**What you have to do**:
Pictures aside, repeat all the entries below exactly as they appear.

**Available data**:
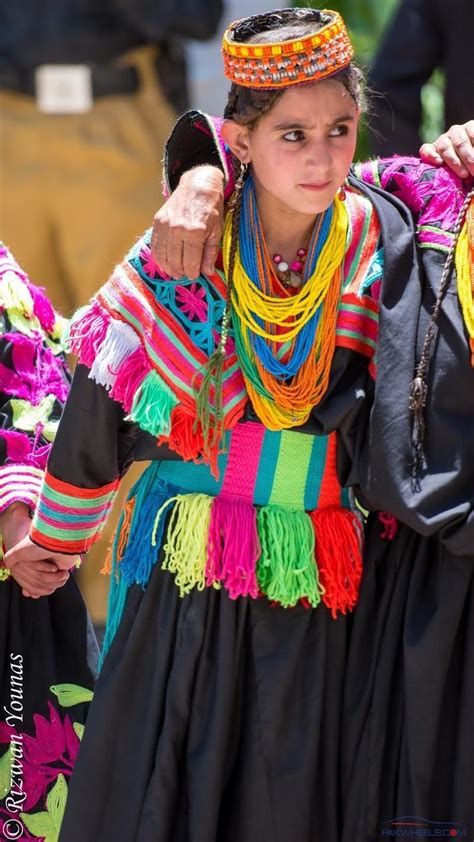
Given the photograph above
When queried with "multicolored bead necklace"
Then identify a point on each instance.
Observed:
(292, 275)
(285, 345)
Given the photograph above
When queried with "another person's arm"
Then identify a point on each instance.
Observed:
(198, 176)
(34, 382)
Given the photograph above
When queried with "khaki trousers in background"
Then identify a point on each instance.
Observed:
(75, 192)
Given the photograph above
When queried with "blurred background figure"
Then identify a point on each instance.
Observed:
(423, 36)
(89, 90)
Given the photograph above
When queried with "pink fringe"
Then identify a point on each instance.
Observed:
(36, 371)
(233, 548)
(130, 375)
(42, 308)
(87, 335)
(21, 450)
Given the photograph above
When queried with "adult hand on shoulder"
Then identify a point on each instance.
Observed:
(187, 230)
(455, 148)
(38, 571)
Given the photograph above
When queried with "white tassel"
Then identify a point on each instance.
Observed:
(120, 341)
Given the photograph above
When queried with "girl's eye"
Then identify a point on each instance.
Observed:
(339, 131)
(294, 136)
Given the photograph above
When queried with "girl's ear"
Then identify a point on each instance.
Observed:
(237, 139)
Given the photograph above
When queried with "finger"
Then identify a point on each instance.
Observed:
(445, 148)
(463, 142)
(211, 250)
(43, 567)
(175, 258)
(24, 551)
(193, 252)
(50, 580)
(429, 155)
(159, 242)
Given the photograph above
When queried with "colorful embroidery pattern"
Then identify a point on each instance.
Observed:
(43, 762)
(433, 194)
(69, 519)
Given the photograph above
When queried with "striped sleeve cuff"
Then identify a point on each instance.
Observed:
(19, 484)
(69, 519)
(357, 324)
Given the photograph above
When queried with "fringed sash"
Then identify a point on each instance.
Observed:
(276, 524)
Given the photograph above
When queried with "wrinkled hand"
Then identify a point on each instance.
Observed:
(38, 578)
(455, 148)
(187, 230)
(38, 571)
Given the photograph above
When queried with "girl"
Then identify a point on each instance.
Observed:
(48, 651)
(231, 578)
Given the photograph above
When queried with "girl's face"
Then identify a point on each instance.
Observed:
(301, 150)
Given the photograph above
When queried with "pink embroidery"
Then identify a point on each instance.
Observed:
(390, 524)
(150, 267)
(192, 301)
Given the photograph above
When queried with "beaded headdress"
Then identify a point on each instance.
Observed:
(277, 65)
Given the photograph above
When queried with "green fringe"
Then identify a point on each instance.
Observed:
(286, 570)
(117, 598)
(153, 404)
(186, 539)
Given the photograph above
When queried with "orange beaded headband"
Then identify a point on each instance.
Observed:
(280, 64)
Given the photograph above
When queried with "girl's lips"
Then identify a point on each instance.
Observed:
(323, 186)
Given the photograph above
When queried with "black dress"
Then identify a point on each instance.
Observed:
(408, 742)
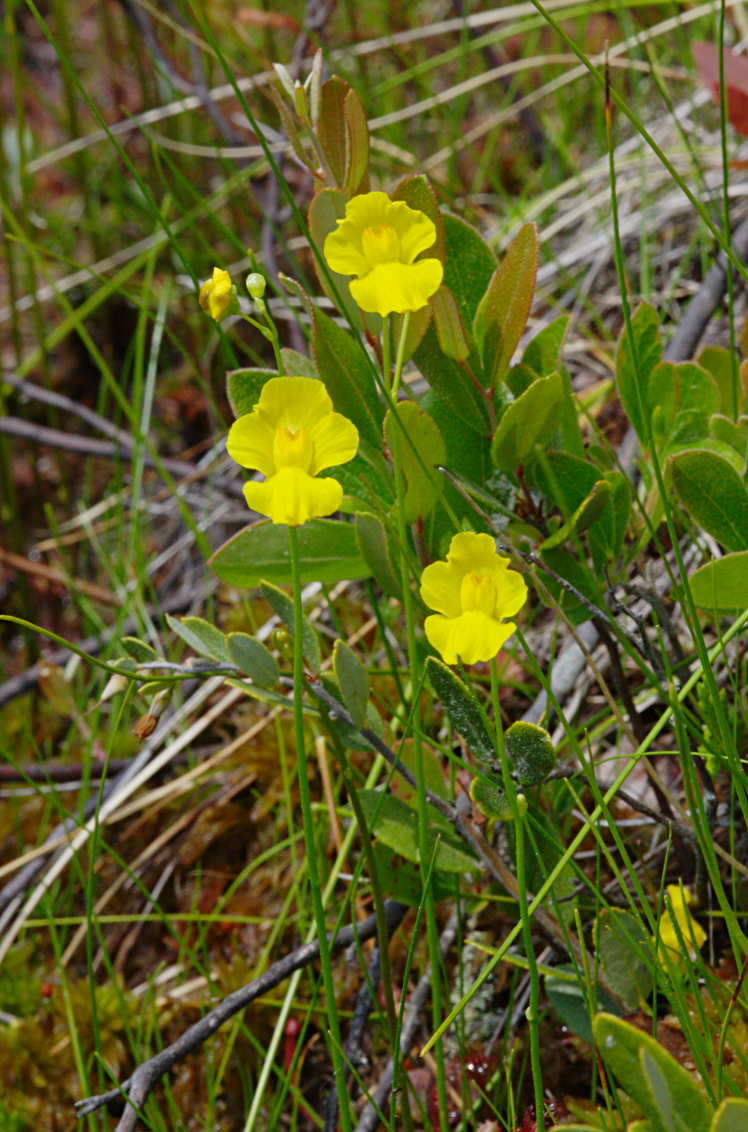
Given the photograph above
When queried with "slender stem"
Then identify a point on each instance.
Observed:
(386, 349)
(521, 866)
(338, 1065)
(401, 353)
(272, 334)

**Solution for this problem**:
Given the photograph above
When queried with "multicolored bead necklace"
Then identify a point on each instance.
Observed:
(292, 275)
(285, 345)
Given the photograph above
When queried with "another person's arm"
Then identify a point on each instance.
Observed:
(198, 176)
(34, 382)
Given the photograph above
When queried with "khaki trousers in background"
Then identify a point on each instance.
Observed:
(75, 192)
Given the photograph above
When queried with "blurred background figure"
Then identify a point on each instance.
Observed:
(423, 36)
(89, 90)
Given the photograph above
When queried with "pink fringe"
Then identify a point on each instance.
Observed:
(36, 371)
(233, 548)
(130, 375)
(42, 308)
(87, 335)
(21, 450)
Given the photograph above
When queried with "adult hand on shoulder"
Then identify a point on each instance.
Observed:
(187, 230)
(455, 148)
(38, 571)
Given the photograph above
When queried with "white tassel"
Then identify a point on each instance.
Observed:
(120, 341)
Given the photograph above
When queried with "girl's eye"
Then identify a point on each instance.
Observed:
(339, 131)
(294, 136)
Given the photograph above
When queried with "girl's ear"
Then identify a point on each instance.
Observed:
(237, 139)
Given the photograph above
When queried with "finger"
Then identify a point on each instance.
Observed:
(445, 148)
(463, 142)
(211, 250)
(43, 567)
(175, 258)
(24, 551)
(193, 252)
(50, 580)
(429, 155)
(159, 242)
Given the photograph above
When queried with "colorful embroidery pattern"
Then identify a point on each instance.
Observed:
(43, 762)
(433, 194)
(69, 519)
Given the photograph above
When queried with "striped sleeve cuff"
Then identify a point on each instance.
Observed:
(19, 484)
(69, 519)
(357, 324)
Given the photograph above
When queried with "fringed sash"
Then identify a point on each instance.
Observed:
(276, 524)
Given the photograph above
When queried with "wrinkled hand"
Then identify a point on each instance.
Observed:
(38, 578)
(455, 148)
(187, 230)
(38, 571)
Given the photograph above
When queried with "girl"
Then identify a point on each instance.
Observed:
(48, 651)
(231, 578)
Given the photograph above
When queried with "girl's face"
Then identify a point on each instance.
Observed:
(301, 150)
Given the photograph above
When queried with "pink embroidery"
Then identify a point on each instance.
Observed:
(390, 524)
(150, 267)
(192, 301)
Given the photograph above
When queried with "beaded headdress"
Then identify a point on each instance.
Observed:
(277, 65)
Given the photograph above
When queried with "green fringe"
Then identify a point on each instance.
Observed:
(286, 570)
(117, 598)
(153, 404)
(186, 539)
Given the photograph above
When queried with "orange beaded headband"
Then identify a point on each instance.
Observed:
(280, 64)
Given the photograph above
When queried with "girl's lips"
Then identify a point on each instance.
Observed:
(323, 186)
Given the photograph above
When queried with "black dress"
Then identify a point on each instance.
Observed:
(408, 742)
Given the photograph above
When queried with "slender stem"
Then identify a point on each instance.
Observed:
(386, 349)
(521, 866)
(338, 1065)
(401, 353)
(272, 334)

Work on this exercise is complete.